To note, the greatest amount of meat consumed in the western countries derives from intensive farming and contains high concentrations of xenoestrogens and in some cases steroids, which, being endowed with estrogen-like actions, can become responsible for a decrease in male fertility impacting on semen quality and reproductive hormone levels [23, 25••, 26]. Among xenoestrogens, polychlorinated biphenyls (PCBs) were detected in the seminal plasma of infertile men and the concentration of phthalate esters (PEs) was significantly higher in infertile men compared with controls. In particular, in infertile men, the xenoestrogen concentrations were inversely proportional to the total motile sperm counts [28].
Analyzing the dietary habits of patients affected by oligoasthenoteratozoospermia (OAT) was found that the intake of dairy fat was positively associated with the risk of OAT [30]. Conversely, the use of low-fat milk was associated with a lower risk of asthenozoospermia (Table 1) [31]. In addition, some studies evaluated the relationship between the intake of dairy products and male fertility, and observed that the intake of dairy products was inversely related to sperm morphology and progressive motility, but positively correlated with FSH levels (Table 1) [29].
Other important evidence comes from the recent work of He et al., in which it was shown that lactoferrin and milk attenuate the dysfunctions of spermatogenesis, improving disordered autophagy, apoptosis, and oxidative stress, in the male mice reproductive system [32].
As for meat, cow’s milk has also been suggested as a possible source of xenoestrogens that could affect human health, even if the amounts of estrogens in cow’s milk are usually too low to affect humans [33]. The presence of environmental contaminants in dairy products, such as pesticides and chlorinated pollutants [34], have been associated with lower sperm quality [28, 35] and elevated FSH levels and no alteration of other sexual hormones [36]. The data was interesting and is in contrast with the physiological effect of FSH on spermatogenesis in which the administration of FSH to normogonadotropic patients with male factor infertility induced a marked increase in sperm count, a slight increase in sperm motility [37]. The potential effects of fermented milk products on male reproductive health were investigated in animal models [38] identifying a protective effect of fermented goat’s milk on genomic stability, oxidative stress, and inflammation in rat testis during anemia recovery. In particular, the study of Hammami et al. on mice showed how kefir consumption recovers impaired spermatogenesis due to a high-fat diet and restores testicular barrier proteins [39].

Stored dataset items
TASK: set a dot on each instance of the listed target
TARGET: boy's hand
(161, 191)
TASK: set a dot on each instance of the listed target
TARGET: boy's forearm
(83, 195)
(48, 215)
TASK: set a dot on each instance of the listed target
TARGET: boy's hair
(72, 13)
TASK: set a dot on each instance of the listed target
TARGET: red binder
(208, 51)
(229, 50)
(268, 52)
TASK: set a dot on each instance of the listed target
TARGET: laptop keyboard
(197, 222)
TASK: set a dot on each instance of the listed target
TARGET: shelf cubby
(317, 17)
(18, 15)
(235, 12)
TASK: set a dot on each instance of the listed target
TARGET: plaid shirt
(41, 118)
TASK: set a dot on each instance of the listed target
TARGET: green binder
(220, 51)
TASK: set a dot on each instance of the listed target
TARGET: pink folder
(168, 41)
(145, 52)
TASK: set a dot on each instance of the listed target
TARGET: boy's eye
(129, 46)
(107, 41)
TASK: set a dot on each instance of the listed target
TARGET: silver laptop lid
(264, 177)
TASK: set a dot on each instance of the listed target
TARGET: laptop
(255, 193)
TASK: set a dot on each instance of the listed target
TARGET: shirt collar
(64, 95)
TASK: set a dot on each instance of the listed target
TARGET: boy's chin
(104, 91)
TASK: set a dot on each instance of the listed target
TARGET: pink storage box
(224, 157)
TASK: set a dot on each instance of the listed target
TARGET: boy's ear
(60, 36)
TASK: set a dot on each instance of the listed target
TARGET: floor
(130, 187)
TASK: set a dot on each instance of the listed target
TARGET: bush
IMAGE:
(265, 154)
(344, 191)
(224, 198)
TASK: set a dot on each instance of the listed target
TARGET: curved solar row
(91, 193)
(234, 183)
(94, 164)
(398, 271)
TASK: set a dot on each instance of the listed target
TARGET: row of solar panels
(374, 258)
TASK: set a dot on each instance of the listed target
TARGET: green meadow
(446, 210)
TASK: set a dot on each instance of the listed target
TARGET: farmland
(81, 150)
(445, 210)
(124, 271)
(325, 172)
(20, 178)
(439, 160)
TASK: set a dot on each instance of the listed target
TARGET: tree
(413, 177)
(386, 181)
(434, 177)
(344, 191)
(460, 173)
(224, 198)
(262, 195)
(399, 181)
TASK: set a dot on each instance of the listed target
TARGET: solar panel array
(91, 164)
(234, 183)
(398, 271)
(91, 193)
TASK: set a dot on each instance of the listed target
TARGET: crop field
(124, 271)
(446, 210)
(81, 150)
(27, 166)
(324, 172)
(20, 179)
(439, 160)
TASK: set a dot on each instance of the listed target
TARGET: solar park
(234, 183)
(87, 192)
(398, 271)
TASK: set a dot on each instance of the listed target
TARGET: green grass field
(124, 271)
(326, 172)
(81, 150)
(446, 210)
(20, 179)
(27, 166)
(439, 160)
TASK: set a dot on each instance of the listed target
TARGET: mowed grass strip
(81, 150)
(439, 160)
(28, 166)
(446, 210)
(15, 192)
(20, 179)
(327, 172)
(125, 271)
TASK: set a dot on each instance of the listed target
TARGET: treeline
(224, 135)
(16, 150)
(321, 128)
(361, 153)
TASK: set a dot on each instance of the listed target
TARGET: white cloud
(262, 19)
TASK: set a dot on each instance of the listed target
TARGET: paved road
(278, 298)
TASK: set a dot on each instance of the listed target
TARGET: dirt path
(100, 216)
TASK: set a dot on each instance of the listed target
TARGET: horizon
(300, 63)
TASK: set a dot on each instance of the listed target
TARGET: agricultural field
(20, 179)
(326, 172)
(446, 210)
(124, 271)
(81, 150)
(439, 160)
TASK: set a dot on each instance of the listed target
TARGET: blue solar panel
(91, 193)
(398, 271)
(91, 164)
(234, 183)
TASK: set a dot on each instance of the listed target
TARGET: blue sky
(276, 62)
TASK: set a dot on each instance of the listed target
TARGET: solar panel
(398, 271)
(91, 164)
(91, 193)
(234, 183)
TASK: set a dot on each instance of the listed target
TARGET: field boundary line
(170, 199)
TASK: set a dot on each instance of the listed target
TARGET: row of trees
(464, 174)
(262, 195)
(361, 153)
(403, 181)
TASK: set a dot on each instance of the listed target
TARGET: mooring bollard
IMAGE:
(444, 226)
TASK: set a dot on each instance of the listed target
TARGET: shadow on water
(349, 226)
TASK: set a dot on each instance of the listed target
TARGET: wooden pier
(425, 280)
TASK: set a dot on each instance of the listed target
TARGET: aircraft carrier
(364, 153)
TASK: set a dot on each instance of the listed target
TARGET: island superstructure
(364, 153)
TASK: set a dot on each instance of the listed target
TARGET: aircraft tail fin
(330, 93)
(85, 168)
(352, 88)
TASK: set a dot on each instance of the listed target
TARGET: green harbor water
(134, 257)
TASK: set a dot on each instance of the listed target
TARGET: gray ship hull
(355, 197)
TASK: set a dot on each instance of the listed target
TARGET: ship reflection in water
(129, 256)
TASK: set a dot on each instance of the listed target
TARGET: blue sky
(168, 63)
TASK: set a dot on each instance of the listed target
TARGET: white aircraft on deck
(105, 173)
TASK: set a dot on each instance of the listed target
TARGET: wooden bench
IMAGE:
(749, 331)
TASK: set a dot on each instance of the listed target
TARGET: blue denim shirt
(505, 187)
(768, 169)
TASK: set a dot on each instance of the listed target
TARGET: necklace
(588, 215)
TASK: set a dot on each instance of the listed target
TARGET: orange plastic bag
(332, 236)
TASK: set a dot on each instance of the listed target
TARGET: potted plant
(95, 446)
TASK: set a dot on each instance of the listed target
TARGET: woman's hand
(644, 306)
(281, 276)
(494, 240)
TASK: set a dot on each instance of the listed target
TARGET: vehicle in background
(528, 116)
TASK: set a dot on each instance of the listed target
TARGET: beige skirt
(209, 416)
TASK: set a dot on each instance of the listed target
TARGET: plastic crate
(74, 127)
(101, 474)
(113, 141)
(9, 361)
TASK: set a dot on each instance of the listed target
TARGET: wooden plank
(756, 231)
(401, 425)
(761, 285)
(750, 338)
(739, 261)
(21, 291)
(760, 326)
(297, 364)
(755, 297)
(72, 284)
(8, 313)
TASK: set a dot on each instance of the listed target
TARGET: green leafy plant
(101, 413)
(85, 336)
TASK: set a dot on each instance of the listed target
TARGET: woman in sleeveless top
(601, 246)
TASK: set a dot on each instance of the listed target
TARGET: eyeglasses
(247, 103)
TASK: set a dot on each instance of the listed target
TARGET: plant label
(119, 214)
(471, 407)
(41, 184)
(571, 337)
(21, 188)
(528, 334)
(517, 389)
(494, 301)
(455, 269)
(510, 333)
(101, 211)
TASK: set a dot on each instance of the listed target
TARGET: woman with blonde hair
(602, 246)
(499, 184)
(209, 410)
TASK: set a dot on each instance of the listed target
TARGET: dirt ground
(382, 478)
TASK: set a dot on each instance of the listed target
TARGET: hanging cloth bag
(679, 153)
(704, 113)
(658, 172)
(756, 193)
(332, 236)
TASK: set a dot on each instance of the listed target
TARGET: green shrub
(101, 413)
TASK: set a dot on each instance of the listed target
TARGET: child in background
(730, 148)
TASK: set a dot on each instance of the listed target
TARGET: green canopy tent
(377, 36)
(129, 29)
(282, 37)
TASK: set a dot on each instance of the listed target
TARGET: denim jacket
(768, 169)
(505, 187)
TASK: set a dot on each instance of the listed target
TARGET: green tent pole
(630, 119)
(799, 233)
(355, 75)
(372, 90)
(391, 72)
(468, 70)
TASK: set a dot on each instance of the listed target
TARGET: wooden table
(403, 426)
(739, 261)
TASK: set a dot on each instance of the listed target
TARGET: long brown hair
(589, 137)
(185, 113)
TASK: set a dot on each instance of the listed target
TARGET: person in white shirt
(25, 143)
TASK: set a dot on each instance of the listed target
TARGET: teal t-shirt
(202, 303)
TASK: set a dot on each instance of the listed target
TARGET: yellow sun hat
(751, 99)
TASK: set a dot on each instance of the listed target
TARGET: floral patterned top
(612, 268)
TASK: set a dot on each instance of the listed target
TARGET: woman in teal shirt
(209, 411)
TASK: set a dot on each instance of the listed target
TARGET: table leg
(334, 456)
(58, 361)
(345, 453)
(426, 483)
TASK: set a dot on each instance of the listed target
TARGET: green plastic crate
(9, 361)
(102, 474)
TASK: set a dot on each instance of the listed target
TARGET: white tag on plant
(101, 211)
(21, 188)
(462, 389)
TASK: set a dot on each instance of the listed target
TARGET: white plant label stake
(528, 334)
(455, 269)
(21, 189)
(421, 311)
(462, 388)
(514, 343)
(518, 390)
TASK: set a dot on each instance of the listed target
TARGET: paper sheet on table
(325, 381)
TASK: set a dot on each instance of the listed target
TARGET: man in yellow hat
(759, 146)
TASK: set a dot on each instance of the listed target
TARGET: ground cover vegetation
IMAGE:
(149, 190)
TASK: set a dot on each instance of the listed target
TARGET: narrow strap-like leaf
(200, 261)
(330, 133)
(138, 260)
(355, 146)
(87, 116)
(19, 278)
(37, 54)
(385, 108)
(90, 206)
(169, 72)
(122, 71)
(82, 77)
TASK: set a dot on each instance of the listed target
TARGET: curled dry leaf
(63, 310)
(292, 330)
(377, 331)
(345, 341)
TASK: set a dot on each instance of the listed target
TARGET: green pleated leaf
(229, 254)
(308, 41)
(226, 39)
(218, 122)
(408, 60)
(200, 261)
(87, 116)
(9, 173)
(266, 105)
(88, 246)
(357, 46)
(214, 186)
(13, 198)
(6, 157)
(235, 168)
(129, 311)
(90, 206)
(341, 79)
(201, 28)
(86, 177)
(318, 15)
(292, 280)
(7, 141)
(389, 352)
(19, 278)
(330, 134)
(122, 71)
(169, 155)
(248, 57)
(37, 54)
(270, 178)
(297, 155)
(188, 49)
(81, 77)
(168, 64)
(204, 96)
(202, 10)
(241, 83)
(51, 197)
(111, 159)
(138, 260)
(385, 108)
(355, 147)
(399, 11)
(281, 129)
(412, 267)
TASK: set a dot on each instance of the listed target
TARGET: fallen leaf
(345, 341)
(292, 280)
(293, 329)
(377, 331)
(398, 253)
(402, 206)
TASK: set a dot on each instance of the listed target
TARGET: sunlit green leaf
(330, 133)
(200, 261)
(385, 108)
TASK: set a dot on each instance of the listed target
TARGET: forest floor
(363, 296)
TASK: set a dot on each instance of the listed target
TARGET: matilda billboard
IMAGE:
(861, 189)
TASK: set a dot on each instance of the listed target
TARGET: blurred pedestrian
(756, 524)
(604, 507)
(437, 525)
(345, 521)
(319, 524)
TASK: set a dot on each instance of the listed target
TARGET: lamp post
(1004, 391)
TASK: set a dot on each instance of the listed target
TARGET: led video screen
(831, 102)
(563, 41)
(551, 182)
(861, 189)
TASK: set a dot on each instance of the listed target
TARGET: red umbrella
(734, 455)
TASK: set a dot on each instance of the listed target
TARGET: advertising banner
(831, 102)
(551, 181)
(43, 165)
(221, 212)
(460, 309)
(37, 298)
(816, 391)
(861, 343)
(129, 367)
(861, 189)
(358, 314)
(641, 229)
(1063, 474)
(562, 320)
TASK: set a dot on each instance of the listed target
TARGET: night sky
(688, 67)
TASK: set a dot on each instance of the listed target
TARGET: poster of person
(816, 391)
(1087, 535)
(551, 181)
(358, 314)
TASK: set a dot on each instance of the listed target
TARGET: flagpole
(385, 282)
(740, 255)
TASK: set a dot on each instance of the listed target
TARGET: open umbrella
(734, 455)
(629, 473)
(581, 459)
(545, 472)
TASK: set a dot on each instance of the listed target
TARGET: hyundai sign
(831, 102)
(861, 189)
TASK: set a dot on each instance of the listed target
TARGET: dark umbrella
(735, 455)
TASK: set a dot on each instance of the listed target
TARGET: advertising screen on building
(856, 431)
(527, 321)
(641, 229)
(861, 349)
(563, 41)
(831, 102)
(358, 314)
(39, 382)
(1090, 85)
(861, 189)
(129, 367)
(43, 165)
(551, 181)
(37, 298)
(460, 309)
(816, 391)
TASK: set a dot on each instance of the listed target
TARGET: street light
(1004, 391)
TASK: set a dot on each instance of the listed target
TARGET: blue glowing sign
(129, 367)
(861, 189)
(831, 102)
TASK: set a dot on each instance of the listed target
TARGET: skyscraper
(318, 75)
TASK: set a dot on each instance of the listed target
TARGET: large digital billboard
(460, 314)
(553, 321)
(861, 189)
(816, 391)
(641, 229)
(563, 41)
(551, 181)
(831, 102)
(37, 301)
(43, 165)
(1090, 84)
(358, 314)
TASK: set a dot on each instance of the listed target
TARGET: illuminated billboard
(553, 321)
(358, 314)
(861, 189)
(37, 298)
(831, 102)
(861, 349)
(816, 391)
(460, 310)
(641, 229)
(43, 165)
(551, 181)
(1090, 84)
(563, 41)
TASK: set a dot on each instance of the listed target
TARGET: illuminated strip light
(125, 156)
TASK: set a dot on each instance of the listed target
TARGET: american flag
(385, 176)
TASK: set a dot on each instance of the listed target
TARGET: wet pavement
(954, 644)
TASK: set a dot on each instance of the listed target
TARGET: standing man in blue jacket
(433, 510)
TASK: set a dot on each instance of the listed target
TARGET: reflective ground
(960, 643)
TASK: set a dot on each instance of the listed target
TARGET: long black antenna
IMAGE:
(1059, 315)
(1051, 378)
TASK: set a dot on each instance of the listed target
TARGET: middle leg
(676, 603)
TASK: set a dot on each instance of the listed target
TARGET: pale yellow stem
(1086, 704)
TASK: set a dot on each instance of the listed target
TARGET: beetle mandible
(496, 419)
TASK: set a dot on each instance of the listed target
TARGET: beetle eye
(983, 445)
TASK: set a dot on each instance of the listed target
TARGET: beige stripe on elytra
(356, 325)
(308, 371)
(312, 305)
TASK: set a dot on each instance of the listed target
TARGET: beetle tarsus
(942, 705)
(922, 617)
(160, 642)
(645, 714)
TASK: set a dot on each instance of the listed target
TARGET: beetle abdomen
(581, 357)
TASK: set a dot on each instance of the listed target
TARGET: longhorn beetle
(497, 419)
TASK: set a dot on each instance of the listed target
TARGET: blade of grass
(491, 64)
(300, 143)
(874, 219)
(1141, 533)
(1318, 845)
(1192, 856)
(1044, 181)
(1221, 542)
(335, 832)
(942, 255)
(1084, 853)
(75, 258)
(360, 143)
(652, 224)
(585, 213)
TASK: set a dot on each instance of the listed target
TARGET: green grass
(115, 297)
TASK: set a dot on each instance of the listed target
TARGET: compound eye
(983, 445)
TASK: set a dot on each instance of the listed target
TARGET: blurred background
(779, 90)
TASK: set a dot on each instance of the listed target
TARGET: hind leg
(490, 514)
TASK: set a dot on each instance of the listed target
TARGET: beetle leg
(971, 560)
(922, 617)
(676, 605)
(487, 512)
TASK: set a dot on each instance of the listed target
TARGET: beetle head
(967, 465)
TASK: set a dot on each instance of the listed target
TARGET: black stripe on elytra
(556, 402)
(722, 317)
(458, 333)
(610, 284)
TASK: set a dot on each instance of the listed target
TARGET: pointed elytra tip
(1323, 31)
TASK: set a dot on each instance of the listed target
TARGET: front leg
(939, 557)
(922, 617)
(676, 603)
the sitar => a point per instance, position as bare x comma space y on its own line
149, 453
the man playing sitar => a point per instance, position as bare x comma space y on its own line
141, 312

Apply what you read —
A) From the passage on diet and male fertility, list every abbreviation that the passage writes out in full, pairing each with its full term.
B) Continue the passage on diet and male fertility, starting after its last sentence.

Answer list —
A)
- PCBs: polychlorinated biphenyls
- PEs: phthalate esters
- OAT: oligoasthenoteratozoospermia

B)
Fruits, Vegetables, and Legumes
Fruit and vegetables are the main sources of antioxidant substances in nature. In a healthy and balanced diet, the intake of these foods corresponds to 3 portions of fruit and 2 portion of vegetables per day [40].
Fruits and vegetables have a low-calorie content and provide water, simple sugars (fructose), vitamins, minerals (potassium and magnesium), fibers, and phytochemicals. Phytochemicals (organic acids, polyphenols, and oligosaccharides) are organic compounds of vegetable origin without nutritional properties, with antioxidant action against free radicals and polyunsaturated fatty acids and contribute to the development of intestinal bacterial flora [40]. Antioxidant power of vitamins has been associated with the ability of sperm to produce ROS [41••]. Several studies have confirmed the negative effects of ROS accumulation on seminal quality, chromatin integrity, and on the rate of abortion and malformations in offspring [8, 42]. Interestingly, some human studies have shown that antioxidant supplementation can reduce the oxidative stress in spermatozoa [43, 44].
In this regard, some studies have highlighted the protective role of some fruit juices and extracts on male fertility. In particular, the antioxidant activity of vitamins and phytochemicals, contained in pineapple, tomato, strawberry, elderberry, pomegranate, cherry laurel, grape, raspberry, and white mulberry, can have a protective role in testicular damage rodent models. Altogether, the main effects would be to restore serum Te levels, reduce testicular oxidative imbalance, improve the morphological condition of the seminiferous tubules, and thus improve seminal quality including concentration, motility, and morphology [45–49].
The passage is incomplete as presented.